- **Problem description**
Rewrite the data starting with the line that contains "of the girl" and going on through the line that contains "x=436 y=279", switching "pink" to "yellow" and leaving everything else unchanged.

- **Extracted data**
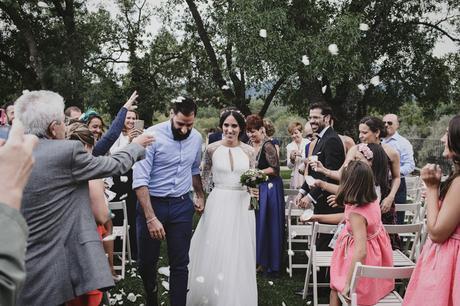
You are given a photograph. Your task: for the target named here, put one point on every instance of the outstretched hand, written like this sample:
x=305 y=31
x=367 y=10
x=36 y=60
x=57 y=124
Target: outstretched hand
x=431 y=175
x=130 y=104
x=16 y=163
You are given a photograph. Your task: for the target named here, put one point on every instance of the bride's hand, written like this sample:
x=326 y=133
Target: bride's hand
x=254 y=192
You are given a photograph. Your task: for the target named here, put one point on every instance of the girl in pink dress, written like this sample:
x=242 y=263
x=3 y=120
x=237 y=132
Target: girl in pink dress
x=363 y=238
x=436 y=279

==

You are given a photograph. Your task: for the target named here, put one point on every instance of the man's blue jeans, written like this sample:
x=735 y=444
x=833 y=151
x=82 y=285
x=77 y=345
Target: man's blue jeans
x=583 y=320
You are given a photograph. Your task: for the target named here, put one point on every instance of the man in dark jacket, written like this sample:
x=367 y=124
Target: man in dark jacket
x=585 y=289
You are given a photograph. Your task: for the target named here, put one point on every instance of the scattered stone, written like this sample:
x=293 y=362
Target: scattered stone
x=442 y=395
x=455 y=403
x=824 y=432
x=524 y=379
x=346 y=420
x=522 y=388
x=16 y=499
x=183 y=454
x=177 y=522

- **Correct output**
You are given a photograph. Your task: for the target named here, put one point on every instance of the girl in yellow dress, written like this sample:
x=242 y=263
x=3 y=120
x=237 y=132
Target: girl in yellow dress
x=363 y=238
x=436 y=279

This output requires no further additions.